--- Supplied records Enclosed Below ---

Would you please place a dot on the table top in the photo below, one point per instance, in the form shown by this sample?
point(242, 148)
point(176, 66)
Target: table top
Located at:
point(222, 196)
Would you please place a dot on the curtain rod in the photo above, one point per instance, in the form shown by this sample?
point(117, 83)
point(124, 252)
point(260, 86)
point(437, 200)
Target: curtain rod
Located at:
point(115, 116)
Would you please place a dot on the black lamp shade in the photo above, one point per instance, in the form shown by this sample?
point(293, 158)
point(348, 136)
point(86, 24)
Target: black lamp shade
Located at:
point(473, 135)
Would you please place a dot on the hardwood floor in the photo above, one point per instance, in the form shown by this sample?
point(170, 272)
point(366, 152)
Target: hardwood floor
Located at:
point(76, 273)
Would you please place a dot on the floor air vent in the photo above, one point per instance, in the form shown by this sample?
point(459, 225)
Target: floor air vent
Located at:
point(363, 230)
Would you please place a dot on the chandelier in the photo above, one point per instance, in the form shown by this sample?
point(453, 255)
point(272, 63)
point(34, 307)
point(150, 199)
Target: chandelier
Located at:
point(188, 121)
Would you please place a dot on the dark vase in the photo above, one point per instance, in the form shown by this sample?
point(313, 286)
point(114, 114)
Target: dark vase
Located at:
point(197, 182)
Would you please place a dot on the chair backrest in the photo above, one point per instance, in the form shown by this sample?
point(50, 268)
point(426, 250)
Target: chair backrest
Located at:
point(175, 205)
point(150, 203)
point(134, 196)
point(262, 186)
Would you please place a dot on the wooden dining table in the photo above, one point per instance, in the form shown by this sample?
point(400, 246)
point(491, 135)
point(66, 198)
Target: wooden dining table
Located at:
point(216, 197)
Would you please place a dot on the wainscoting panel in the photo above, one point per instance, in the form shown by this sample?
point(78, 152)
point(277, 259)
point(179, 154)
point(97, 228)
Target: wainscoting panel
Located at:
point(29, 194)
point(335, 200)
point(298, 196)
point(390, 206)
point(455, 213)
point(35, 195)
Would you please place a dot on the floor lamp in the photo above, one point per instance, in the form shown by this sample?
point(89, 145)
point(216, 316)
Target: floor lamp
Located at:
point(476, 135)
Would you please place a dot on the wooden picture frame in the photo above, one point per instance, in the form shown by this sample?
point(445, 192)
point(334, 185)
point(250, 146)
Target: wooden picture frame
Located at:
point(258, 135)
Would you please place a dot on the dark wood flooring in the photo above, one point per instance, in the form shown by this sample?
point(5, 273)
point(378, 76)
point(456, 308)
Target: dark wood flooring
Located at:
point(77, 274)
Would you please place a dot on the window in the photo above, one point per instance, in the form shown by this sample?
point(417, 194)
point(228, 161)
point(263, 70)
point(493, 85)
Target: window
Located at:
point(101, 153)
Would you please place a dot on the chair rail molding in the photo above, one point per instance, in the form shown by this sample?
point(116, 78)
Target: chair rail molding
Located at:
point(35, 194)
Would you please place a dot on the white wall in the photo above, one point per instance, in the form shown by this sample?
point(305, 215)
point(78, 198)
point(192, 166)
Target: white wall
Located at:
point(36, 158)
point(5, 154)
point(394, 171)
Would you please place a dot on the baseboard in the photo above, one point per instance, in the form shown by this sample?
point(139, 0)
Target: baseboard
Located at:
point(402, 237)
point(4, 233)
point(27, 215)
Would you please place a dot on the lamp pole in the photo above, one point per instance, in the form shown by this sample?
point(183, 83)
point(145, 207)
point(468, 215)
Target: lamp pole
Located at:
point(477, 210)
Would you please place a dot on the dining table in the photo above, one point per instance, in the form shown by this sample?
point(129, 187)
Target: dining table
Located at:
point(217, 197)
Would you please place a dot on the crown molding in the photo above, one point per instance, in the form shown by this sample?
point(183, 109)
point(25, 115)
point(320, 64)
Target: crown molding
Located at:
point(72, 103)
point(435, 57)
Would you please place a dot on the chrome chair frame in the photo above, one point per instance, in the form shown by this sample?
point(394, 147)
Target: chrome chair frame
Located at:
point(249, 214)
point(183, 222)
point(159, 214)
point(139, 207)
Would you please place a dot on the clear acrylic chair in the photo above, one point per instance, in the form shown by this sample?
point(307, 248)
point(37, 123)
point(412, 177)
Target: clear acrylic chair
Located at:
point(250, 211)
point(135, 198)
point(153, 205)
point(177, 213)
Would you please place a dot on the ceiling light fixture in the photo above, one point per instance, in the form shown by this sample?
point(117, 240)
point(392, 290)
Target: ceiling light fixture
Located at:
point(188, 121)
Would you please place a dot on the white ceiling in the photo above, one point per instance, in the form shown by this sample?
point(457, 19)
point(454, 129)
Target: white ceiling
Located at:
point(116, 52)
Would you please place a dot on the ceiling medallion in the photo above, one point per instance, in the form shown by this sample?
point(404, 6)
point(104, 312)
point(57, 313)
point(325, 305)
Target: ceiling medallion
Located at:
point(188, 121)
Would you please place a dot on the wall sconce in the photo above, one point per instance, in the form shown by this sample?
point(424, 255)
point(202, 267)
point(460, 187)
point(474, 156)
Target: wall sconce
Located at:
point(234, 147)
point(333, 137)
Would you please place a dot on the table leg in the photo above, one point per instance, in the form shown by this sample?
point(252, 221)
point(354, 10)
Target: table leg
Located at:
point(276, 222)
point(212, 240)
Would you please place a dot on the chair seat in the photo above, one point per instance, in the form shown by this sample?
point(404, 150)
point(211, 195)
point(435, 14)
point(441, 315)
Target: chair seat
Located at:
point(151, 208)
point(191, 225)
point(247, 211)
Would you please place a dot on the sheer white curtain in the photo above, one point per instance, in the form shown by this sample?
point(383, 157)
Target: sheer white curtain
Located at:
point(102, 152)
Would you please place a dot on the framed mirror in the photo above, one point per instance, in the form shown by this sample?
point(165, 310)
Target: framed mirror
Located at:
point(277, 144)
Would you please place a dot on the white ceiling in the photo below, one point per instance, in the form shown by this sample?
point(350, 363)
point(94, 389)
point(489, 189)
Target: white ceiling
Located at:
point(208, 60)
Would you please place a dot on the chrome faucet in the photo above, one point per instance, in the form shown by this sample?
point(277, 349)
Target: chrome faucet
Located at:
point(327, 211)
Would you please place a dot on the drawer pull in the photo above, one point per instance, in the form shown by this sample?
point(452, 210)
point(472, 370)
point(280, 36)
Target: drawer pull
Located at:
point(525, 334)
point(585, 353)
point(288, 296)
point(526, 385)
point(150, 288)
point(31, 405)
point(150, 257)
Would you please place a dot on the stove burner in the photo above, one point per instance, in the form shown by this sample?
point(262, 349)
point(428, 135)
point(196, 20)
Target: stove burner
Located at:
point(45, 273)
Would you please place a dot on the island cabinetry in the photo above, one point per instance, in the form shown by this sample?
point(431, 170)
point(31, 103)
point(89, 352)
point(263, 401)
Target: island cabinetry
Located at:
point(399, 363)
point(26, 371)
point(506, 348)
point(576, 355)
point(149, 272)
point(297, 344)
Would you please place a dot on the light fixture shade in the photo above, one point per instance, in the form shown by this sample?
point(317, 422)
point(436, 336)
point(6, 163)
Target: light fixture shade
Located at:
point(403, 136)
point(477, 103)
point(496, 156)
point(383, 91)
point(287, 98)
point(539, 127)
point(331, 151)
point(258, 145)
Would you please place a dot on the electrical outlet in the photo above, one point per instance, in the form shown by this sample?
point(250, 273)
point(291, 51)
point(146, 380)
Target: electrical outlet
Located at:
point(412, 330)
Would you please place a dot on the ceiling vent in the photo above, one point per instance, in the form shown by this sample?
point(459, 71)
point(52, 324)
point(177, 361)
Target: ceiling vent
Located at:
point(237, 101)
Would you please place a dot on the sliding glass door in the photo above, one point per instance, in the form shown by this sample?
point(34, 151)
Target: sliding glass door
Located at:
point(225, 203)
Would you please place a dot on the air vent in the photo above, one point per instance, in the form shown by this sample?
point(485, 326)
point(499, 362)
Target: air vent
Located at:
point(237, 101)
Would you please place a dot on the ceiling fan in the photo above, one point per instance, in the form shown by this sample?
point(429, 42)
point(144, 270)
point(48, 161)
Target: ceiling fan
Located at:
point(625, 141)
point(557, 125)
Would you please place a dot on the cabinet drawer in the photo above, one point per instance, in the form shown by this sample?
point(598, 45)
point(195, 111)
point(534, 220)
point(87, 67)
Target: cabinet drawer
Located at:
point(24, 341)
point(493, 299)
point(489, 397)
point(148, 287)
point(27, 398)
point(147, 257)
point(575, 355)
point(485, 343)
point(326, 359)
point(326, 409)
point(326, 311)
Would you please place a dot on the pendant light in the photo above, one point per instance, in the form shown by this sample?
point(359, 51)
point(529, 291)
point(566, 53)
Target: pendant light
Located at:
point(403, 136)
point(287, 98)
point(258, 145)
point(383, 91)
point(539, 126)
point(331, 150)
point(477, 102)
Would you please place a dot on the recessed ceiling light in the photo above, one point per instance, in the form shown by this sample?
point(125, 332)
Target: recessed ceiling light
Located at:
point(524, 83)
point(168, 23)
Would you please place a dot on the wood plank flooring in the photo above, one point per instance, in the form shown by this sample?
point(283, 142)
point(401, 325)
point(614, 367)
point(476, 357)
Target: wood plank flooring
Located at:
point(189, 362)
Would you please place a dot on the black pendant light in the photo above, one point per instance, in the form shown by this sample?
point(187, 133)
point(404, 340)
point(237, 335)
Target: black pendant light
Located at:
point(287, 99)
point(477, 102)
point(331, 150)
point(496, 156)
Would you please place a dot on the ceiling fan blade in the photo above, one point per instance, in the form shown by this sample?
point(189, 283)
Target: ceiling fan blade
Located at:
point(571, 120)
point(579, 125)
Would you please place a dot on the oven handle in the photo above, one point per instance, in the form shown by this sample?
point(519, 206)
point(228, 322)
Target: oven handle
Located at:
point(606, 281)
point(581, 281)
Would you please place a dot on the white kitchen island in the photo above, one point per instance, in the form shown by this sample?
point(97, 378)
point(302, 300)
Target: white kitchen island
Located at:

--- End of Enclosed Supplied records ---

Required work:
The reply should consist solely of the lines above from the one that has "point(459, 71)" through the one that has "Target: black pendant light", reproduced exactly.

Answer to the exercise:
point(459, 71)
point(52, 324)
point(177, 361)
Target: ceiling vent
Located at:
point(237, 101)
Would you please place a dot on the sliding glass door in the photo above, one point per instance, in the form shown by this sample?
point(34, 151)
Target: sliding glass door
Located at:
point(225, 203)
Would you please place a dot on the air vent in the photo above, one point per instance, in the form shown by this sample?
point(485, 326)
point(499, 362)
Target: air vent
Located at:
point(237, 101)
Would you please place a dot on the ceiling fan in the photo above, one point per instance, in the form shown by this sample?
point(429, 42)
point(144, 270)
point(48, 161)
Target: ceiling fan
Located at:
point(625, 141)
point(557, 125)
Would you please place a dot on the cabinet drawer in the photo above, one point per instance, in the form shown by this sample?
point(598, 45)
point(195, 111)
point(534, 220)
point(87, 67)
Target: cabinet drawer
Located at:
point(24, 341)
point(493, 299)
point(489, 397)
point(148, 287)
point(27, 398)
point(147, 257)
point(575, 355)
point(485, 343)
point(326, 359)
point(326, 409)
point(326, 311)
Would you please place a dot on the pendant light in the photo above, one point per instance, in the form shown by this sample?
point(359, 51)
point(529, 291)
point(566, 53)
Target: pendant light
Located at:
point(403, 136)
point(287, 98)
point(258, 145)
point(383, 91)
point(539, 126)
point(331, 150)
point(477, 102)
Would you please place a dot on the recessed ceiling light in the photo above, one point per instance, in the form shown by this sample?
point(125, 332)
Target: recessed ceiling light
Located at:
point(524, 83)
point(168, 23)
Would you please place a dot on the wood plank flooring in the photo above, one point per instance, in the form shown by this sample?
point(283, 142)
point(401, 325)
point(614, 367)
point(476, 357)
Target: wood plank flooring
Located at:
point(189, 362)
Would you please place a dot on the black pendant light in the photo above, one point per instance, in the form shown by this sample?
point(187, 133)
point(404, 340)
point(237, 335)
Target: black pendant light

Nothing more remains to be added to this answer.